Supplied text:
· · · ·

Hajjah () is a Palestinian village in the northern West Bank, located eighteen kilometers west of Nablus in the Qalqilya Governorate of the State of Palestine. According to the Palestinian Central Bureau of Statistics, the town had a population of approximately 2,500 inhabitants in mid-year 2006.

Location
Hajja is located  east of Qalqiliya. It is bordered by Kafr Qaddum and Immatin to the east, Al Funduq and Jinsafut to the south, Kafr ‘Abbush, Kafr Laqif and Baqat al Hatab to the west, and Kur to the north.

Etymology 
According to the local inhabitants, Hajjah is originally an Aramaic word translated as "market" or "society".

History
Potsherds from the Israelite, Byzantine and Early Muslim periods have been found at Hajja.

Ancient period 
The earliest potsherds indicate that Hajja was already inhabited during the Iron Age, probably by the Tribe of Menashe.

Roman and Byzantine periods 
Hajja has been identified with Kfar Hagai, an ancient Samaritan village that had existed since at least the mid-Second Temple Period. A votive inscription of the third or second century BCE from Mount Gerizim, the holiest site in Samaritanism and then the site of a major temple, reads "That which Ḥaggai son of Qimi from Kfar Ḥaggai offered".

· · · ·

Data rows:
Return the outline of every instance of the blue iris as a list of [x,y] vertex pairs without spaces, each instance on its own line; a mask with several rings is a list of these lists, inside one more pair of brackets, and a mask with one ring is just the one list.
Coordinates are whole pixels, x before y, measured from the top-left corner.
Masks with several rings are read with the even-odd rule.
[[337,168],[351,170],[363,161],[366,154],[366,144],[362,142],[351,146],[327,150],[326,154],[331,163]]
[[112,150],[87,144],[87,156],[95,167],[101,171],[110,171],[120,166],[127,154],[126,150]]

· · · ·

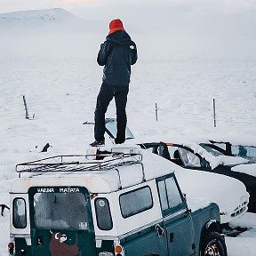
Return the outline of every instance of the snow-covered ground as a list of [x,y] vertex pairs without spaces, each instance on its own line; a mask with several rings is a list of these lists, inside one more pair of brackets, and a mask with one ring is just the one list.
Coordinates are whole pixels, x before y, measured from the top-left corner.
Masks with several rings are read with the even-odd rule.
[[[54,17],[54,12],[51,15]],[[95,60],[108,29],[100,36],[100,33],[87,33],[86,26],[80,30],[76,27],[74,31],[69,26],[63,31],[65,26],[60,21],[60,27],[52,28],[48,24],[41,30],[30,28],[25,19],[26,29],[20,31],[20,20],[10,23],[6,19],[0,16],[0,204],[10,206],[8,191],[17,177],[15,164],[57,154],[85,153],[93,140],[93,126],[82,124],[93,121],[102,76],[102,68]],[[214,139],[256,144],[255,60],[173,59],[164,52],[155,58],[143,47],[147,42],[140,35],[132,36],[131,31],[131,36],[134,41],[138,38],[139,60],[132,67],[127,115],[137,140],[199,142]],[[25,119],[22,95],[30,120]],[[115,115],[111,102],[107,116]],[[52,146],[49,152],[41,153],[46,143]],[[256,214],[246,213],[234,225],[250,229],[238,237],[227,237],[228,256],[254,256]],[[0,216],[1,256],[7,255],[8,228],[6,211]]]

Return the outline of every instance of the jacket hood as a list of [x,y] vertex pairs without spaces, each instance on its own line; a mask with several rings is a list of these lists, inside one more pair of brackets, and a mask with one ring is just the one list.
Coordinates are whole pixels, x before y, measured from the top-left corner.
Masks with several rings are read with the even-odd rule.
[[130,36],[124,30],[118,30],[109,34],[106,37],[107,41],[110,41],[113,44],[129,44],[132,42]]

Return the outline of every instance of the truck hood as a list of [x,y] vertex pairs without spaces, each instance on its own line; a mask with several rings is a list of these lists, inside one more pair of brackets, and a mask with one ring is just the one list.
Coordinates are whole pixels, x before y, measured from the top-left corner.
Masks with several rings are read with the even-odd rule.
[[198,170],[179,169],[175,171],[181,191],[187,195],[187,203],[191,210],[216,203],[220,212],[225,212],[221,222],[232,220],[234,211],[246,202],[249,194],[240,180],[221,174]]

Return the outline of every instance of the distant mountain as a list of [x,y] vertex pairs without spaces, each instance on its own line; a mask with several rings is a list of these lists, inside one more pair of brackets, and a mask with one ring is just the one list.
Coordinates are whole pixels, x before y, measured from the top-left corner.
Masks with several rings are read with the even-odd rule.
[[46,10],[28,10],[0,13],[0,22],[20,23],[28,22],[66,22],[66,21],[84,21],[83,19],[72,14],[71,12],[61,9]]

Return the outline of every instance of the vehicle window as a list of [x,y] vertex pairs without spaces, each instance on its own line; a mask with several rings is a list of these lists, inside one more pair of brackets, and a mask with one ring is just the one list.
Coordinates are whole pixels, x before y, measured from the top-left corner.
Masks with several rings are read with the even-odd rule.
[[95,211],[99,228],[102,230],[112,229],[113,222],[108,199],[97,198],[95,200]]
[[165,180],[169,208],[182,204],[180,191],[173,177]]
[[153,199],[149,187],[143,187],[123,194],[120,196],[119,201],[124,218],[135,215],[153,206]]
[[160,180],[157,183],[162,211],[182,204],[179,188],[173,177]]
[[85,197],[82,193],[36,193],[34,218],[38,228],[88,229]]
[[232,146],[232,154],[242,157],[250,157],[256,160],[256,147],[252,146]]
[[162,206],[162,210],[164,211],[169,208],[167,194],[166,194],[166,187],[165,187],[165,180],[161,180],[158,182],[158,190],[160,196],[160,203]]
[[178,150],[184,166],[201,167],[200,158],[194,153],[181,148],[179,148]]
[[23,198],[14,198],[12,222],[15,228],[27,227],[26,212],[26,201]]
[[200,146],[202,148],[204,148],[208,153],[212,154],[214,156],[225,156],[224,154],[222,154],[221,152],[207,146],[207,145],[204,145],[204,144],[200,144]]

· · · ·

Quote the Hajjah text word for word, starting at "Hajjah () is" and running up to and including "in mid-year 2006.".

Problem solution:
Hajjah () is a Palestinian village in the northern West Bank, located eighteen kilometers west of Nablus in the Qalqilya Governorate of the State of Palestine. According to the Palestinian Central Bureau of Statistics, the town had a population of approximately 2,500 inhabitants in mid-year 2006.